EU proposes scrapping most checks on goods going from GB to N Ireland


The EU is proposing to sweep away most checks on goods crossing from Great Britain to Northern Ireland in a bid to ensure smoother trade within the UK and end a protracted post-Brexit dispute with London.

But EU Brexit chief, Maros Sefcovic, warned that the “far-reaching” offer to cut around 80 per cent of checks on animal and plant-based products and half the customs paperwork was the final chance to solve the problem.

“There will be no other package. This is it,” he told the Financial Times. He said the proposals went “pretty far” to meet UK concerns but he was willing to negotiate within the framework he had set out.

The European Commission’s proposal come in response to UK demands for a radical rewriting of the Northern Ireland protocol, the part of the UK’s EU withdrawal agreement designed to avoid a return of a hard border on the island of Ireland.

London has warned that the protocol is not sustainable in its current form because of the extent to which trade was being impeded.

Sefcovic acknowledged that the protocol had caused disruption in the region. He produced four papers addressing areas of concern to businesses and unionist politicians: sanitary and phytosanitary controls; customs; medicines; and democratic participation.

(Source data)

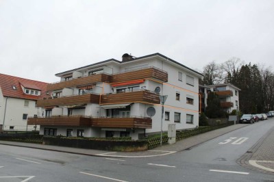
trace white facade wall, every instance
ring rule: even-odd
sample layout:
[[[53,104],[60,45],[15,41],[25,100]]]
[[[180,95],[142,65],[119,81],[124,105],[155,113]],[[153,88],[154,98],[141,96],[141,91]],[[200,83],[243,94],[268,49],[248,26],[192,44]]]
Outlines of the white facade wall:
[[[40,108],[36,107],[36,101],[29,101],[29,105],[24,106],[25,99],[16,98],[1,97],[1,124],[4,122],[4,130],[14,130],[14,131],[33,131],[39,130],[39,126],[27,125],[27,120],[23,119],[24,114],[27,114],[27,117],[42,116],[42,110]],[[7,102],[6,102],[6,99]],[[5,103],[7,105],[5,106]],[[4,120],[5,118],[5,120]],[[10,127],[14,127],[14,129],[10,129]]]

# Problem to work on:
According to the news article on post-Brexit checks, what share of checks on animal and plant-based products would the EU offer cut?

# Your solution:
Around 80 per cent.